• Exercise details: Looking through the listing that follows, count the lines that contain "shirt" and give only that number.
■ ■ ■ ■ ■ ■ ■
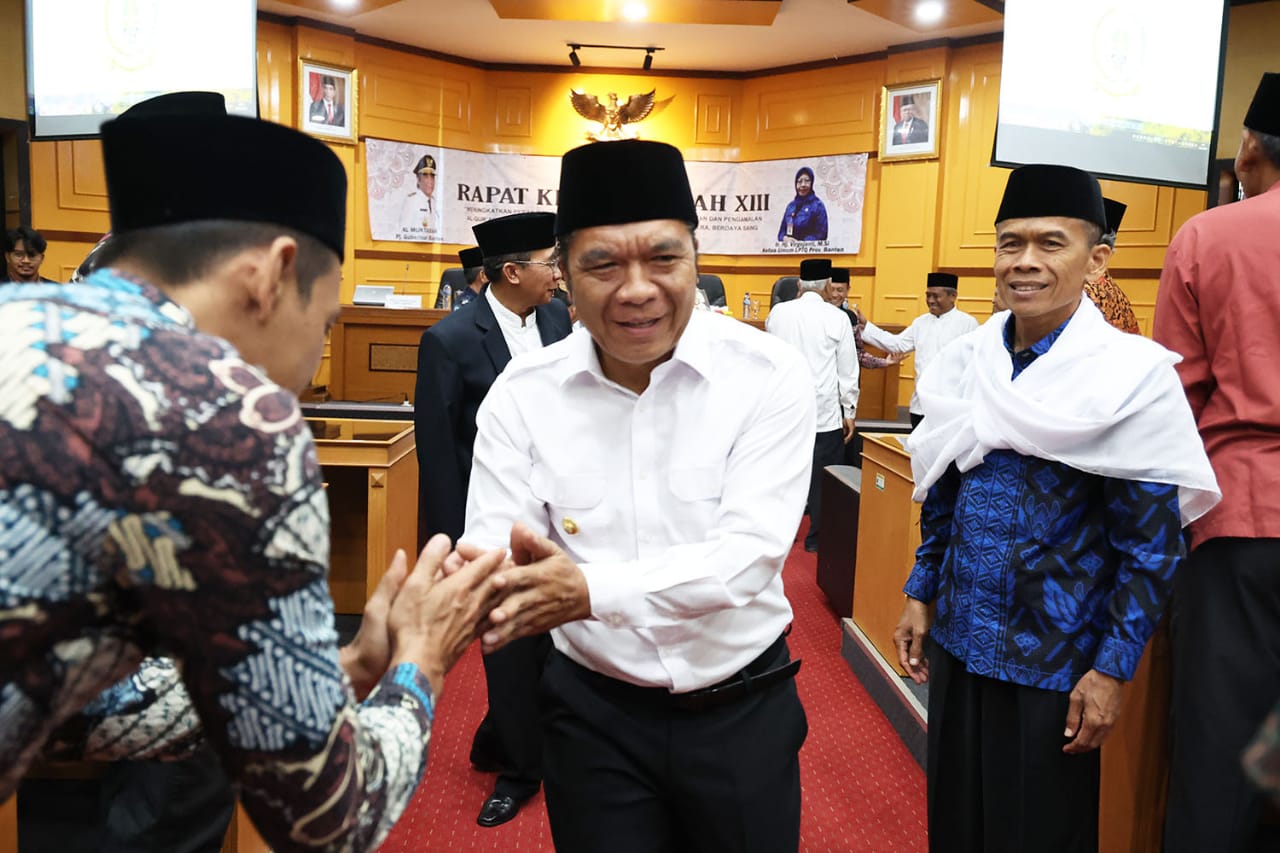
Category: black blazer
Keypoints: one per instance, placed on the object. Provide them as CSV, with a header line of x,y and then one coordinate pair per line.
x,y
457,360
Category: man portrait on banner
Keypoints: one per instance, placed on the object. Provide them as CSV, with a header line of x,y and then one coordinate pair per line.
x,y
420,211
327,109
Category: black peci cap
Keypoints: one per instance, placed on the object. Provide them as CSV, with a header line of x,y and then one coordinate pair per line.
x,y
1052,191
1264,115
611,183
169,168
515,233
814,269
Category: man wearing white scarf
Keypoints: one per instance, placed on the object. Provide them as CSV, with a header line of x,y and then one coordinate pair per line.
x,y
1057,461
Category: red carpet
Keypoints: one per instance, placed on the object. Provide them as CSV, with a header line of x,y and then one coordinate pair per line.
x,y
863,792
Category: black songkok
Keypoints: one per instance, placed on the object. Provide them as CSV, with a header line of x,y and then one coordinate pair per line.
x,y
942,279
612,183
814,269
1052,191
1115,213
515,233
1264,115
173,165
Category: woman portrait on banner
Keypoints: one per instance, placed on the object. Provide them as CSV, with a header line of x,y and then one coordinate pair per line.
x,y
805,218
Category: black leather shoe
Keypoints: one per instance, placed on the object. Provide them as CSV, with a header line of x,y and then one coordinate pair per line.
x,y
497,811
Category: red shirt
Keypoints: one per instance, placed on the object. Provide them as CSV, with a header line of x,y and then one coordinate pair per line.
x,y
1219,306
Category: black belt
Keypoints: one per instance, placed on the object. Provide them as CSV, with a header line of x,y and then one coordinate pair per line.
x,y
740,687
754,678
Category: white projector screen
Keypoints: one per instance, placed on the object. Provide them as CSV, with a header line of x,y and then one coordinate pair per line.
x,y
91,59
1123,89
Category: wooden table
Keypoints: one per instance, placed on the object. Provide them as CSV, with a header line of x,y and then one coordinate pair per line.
x,y
370,469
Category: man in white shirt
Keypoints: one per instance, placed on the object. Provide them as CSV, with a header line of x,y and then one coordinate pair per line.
x,y
649,475
928,333
420,213
458,359
823,336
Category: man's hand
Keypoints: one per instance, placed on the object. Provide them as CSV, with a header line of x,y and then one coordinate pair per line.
x,y
1095,707
370,652
909,639
543,589
434,617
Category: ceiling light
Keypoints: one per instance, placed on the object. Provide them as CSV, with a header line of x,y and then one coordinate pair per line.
x,y
929,10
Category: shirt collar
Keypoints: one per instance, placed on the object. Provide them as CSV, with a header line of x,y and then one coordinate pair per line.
x,y
506,315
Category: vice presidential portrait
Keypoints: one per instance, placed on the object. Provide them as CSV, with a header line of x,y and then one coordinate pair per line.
x,y
328,109
805,217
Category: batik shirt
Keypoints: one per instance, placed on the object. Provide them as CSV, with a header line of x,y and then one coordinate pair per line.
x,y
1042,571
159,496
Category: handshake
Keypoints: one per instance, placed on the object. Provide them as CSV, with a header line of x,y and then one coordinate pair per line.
x,y
429,615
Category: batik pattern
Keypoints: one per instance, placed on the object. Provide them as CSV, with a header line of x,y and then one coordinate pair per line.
x,y
160,497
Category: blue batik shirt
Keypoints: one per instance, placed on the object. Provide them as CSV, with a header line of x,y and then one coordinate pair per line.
x,y
1042,571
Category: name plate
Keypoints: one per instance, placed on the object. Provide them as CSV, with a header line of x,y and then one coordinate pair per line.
x,y
405,300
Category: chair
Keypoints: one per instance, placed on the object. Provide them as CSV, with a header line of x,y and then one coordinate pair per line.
x,y
713,287
456,278
785,290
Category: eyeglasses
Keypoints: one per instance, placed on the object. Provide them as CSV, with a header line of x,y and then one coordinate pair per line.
x,y
552,264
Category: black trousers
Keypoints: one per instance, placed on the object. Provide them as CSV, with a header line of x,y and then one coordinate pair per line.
x,y
828,448
997,778
629,772
512,675
1226,675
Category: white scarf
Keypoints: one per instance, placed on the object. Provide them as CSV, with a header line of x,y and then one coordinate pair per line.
x,y
1098,400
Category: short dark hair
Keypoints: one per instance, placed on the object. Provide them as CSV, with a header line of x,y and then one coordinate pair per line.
x,y
31,238
179,254
1270,145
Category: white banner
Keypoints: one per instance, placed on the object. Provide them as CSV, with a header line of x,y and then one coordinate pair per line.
x,y
801,206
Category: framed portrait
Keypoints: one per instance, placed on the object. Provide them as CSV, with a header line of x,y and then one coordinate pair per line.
x,y
327,100
910,121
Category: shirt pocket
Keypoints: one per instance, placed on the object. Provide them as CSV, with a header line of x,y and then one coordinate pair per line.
x,y
694,484
575,502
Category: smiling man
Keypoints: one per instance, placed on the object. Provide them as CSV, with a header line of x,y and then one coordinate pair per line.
x,y
1057,460
649,475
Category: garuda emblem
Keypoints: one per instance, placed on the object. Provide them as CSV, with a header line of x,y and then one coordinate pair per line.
x,y
615,118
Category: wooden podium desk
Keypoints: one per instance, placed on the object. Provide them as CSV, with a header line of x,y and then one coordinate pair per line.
x,y
888,533
370,470
373,352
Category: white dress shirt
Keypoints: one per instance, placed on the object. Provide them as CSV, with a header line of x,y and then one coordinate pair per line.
x,y
927,336
520,332
679,505
824,337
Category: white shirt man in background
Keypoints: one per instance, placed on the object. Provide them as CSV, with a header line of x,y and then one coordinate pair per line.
x,y
928,333
823,336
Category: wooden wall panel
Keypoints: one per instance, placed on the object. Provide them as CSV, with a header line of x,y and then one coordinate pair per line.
x,y
809,113
714,119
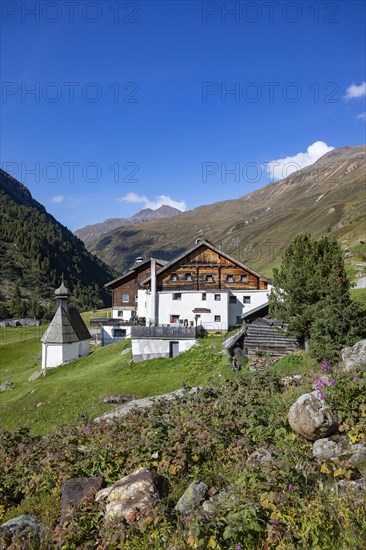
■ ■ ■ ■ ■ ■ ■
• Task answer: 8